RECORDS FOR THE EXERCISE start
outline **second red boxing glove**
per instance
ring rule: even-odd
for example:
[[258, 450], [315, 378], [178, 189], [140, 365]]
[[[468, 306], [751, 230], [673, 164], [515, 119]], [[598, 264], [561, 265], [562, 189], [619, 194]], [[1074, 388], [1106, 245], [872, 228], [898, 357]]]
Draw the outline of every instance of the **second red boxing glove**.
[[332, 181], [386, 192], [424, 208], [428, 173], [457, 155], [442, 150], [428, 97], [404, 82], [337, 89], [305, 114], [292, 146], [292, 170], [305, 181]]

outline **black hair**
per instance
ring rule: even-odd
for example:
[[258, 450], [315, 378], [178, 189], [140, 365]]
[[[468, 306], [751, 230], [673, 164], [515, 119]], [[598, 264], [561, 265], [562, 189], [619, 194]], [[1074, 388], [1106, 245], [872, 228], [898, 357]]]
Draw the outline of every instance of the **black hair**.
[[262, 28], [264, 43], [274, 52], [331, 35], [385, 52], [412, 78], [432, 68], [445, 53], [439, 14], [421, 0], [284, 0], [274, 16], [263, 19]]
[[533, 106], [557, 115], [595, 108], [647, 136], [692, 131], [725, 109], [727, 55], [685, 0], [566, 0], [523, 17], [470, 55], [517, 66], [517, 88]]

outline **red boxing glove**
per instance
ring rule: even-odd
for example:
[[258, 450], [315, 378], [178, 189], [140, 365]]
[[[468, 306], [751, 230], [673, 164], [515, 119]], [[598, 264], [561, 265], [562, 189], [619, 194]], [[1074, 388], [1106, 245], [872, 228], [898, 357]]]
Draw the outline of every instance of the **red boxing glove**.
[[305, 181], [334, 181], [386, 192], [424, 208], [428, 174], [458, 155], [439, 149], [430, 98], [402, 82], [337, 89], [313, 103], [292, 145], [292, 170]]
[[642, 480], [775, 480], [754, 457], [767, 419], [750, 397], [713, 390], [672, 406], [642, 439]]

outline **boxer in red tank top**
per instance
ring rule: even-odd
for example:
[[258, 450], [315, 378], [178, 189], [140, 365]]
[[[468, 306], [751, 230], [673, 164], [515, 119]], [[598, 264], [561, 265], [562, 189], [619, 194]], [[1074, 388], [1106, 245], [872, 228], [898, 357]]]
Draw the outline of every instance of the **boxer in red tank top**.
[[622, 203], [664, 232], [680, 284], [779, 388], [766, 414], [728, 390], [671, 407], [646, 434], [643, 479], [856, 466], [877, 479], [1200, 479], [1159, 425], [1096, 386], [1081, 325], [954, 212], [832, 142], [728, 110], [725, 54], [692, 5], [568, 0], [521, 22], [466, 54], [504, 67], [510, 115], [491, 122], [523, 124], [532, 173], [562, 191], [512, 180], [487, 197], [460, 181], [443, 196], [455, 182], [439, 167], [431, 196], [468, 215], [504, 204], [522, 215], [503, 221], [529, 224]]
RECORDS FOR THE EXERCISE end
[WORK INSTRUCTIONS]
Rewrite all the records above, substituting "fill rule" for every "ring rule" and leaving everything else unchanged.

[RESULT]
outline **second red boxing glove**
per instance
fill rule: even-odd
for example:
[[258, 450], [315, 378], [178, 189], [140, 365]]
[[[468, 306], [751, 230], [673, 164], [515, 119]], [[598, 264], [561, 265], [562, 189], [619, 194]], [[1074, 388], [1106, 245], [872, 228], [898, 357]]]
Draw the outline of every instance of the **second red boxing glove**.
[[332, 181], [386, 192], [424, 208], [428, 173], [457, 155], [442, 150], [428, 97], [404, 82], [337, 89], [305, 114], [292, 146], [292, 170], [305, 181]]

outline **black hair**
per instance
fill rule: even-odd
for example:
[[258, 450], [315, 378], [178, 189], [140, 365]]
[[[468, 306], [751, 230], [673, 164], [515, 119]], [[598, 264], [561, 265], [562, 189], [619, 194]], [[1074, 388], [1106, 245], [872, 228], [898, 357]]]
Draw the outline of every instance of the **black hair**.
[[262, 28], [264, 43], [274, 52], [331, 35], [385, 52], [412, 78], [432, 68], [445, 53], [439, 14], [421, 0], [284, 0], [274, 16], [263, 19]]
[[533, 106], [557, 115], [595, 108], [647, 136], [692, 131], [725, 109], [727, 55], [685, 0], [566, 0], [523, 17], [470, 55], [517, 66], [517, 88]]

outline **red boxing glove**
per instance
fill rule: even-odd
for example:
[[258, 450], [315, 378], [178, 189], [140, 365]]
[[[468, 306], [751, 230], [673, 164], [515, 119]], [[598, 264], [561, 265], [562, 189], [619, 194]], [[1074, 388], [1106, 245], [872, 228], [898, 357]]]
Draw the outline of every instance of the **red boxing glove**.
[[305, 181], [334, 181], [386, 192], [424, 208], [428, 174], [458, 155], [439, 149], [430, 98], [402, 82], [337, 89], [313, 103], [292, 145], [292, 170]]
[[642, 480], [775, 480], [754, 457], [767, 419], [750, 397], [713, 390], [672, 406], [642, 439]]

outline **boxer in red tank top**
per instance
fill rule: even-odd
for example:
[[258, 450], [315, 378], [178, 189], [140, 365]]
[[[468, 306], [751, 230], [673, 164], [515, 119]], [[598, 264], [561, 265], [562, 189], [619, 194]], [[1074, 388], [1106, 245], [872, 228], [898, 357]]]
Draw the outline of every instance of the **boxer in red tank top**.
[[622, 203], [664, 232], [680, 284], [779, 388], [766, 414], [728, 390], [671, 407], [646, 434], [643, 479], [856, 466], [877, 479], [1200, 479], [1159, 425], [1096, 386], [1081, 325], [954, 212], [832, 142], [728, 110], [725, 54], [692, 5], [568, 0], [521, 22], [466, 54], [504, 67], [510, 115], [491, 122], [523, 124], [532, 173], [562, 191], [512, 180], [487, 197], [460, 181], [443, 196], [455, 182], [439, 167], [431, 196], [468, 215], [504, 204], [522, 215], [503, 221], [529, 224]]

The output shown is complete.